-- START Extract to read --

Mr Gürkan appreciated that some of the things he spoke about were only the tip of the iceberg, but changes would have to be made as the flaws in the system became more and more evident, there are lots of areas under discussion in the corridors of power and lots of these cross over many areas of responsibility, the climate for change is gathering momentum, so it is a case of watch this space. The measures being discussed are a good start and the government is listening to the lawyers and this is in part due to pressure from the Homebuyers Group. The government is still fairly new and have many areas that need attention, it is only by keeping the pressure up and focusing attention on the issues that impact the group that they sit up and take notice.

 

He then went on to say he would answer questions from the floor.

 

Open Questions

Q.    What happens if a builder cannot pay his taxes due on transfer of deeds?

This is a collection matter, but if the taxes are not paid, the deeds will not be transferred, no matter how willing the builder is to put them in your name. So what can you do – you could keep a retention payment equal to, or more than, the projected taxes to be collected and use this money to pay the builders taxes.

Failing that you could pay his taxes for him.

 

Q – Why can’t the tax be deducted from each stage payment to avoid this situation?

This is something that is being looked at with the Estate Agents Bill as monies collected will be regulated and lodged with a state bank, this is a possibility.

 

Q – Why are these cases not looked on as theft or fraud?

-- END Extract to read --
-- START Dataset content --

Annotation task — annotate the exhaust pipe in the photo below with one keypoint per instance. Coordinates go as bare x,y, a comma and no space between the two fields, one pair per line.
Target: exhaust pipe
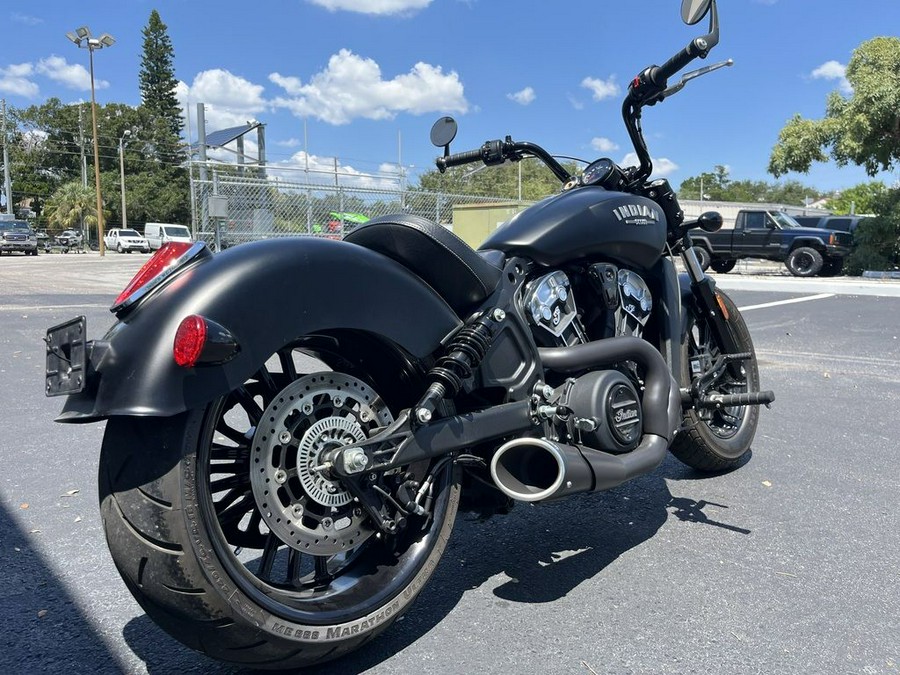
536,469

-- END Dataset content --

--- Short problem 1 ---
In the text on property deeds and builders' taxes, translate this sentence into Spanish: "Failing that you could pay his taxes for him."
--- Short problem 2 ---
According to the text on property deeds and builders' taxes, where will monies collected under the Estate Agents Bill be lodged?
--- Short problem 3 ---
Write the next part of the text on property deeds and builders' taxes, starting after its last line.

--- Written answer 1 ---
De no ser así, podría pagar usted sus impuestos por él.

--- Written answer 2 ---
With a state bank.

--- Written answer 3 ---
To prove fraud or theft – you would have to prove that the seller intended to commit fraud or theft – the contract is evidence of his intent to pass the deeds to you, regardless of what happens in the future. Some sellers have been caught out as properties are being valued higher than anticipated and the % of tax to be paid has risen also.

 

Q – Would you advise anyone to buy here?

Yes – you can place a monetary charge (as opposed to a promise from the seller not to use the asset as a clause in your contract - as you cannot enforce that) similar to a mortgage on the property for the full value. This will be lodged at the Land Registry as a interest in the property to £X value – this means the seller cannot sell, mortgage or transfer the property to anyone else as you have first call on it. Your permission would be required for any legal dealings to do with that land.

 

Q – Two Greek couples (European) bought properties near to me recently – their PTBuy have come through before mine why?

Don’t know – there is no rhyme or reason to how PTBuy are processed.

 

Q – Is the contract worth the paper it is written on?

Yes, but both parties need to adhere to it. If the law changes to include specific performance, the honesty of both parties would no longer be relevant.

 

Q – As a lawyer do you advise clients how long the buying process may take?

I advise my clients 2 -3 years. However, this could be speeded up with the changes that are being discussed.

 

Q – What can individuals do about poor quality workmanship, or non completion of builds?

This is a particularly frustrating situation that many of you face. If after repeated requests a builder does not complete outstanding works, I tell my clients to get the work finished, obtain a receipt and deduct this sum from your final payment. If full monies have been paid, you will have to sue for breach of contract and get your money back – but you cannot sue until you have your title deed as the seller could evict you, renege on selling you the house, or refuse to sign over the deeds.

 

Q – If your build is complete but main services are not connected  - can a property be considered completed from the point of view of penalty clauses?

If Permission to Build has been granted, provision of main services is guaranteed by a by-law. This is an area outside the control of the builder as although he pays for the work, he does not schedule it. Doubtful

 

Q – Is there a formula to help calculate the taxes that are to be paid on transfer of deeds?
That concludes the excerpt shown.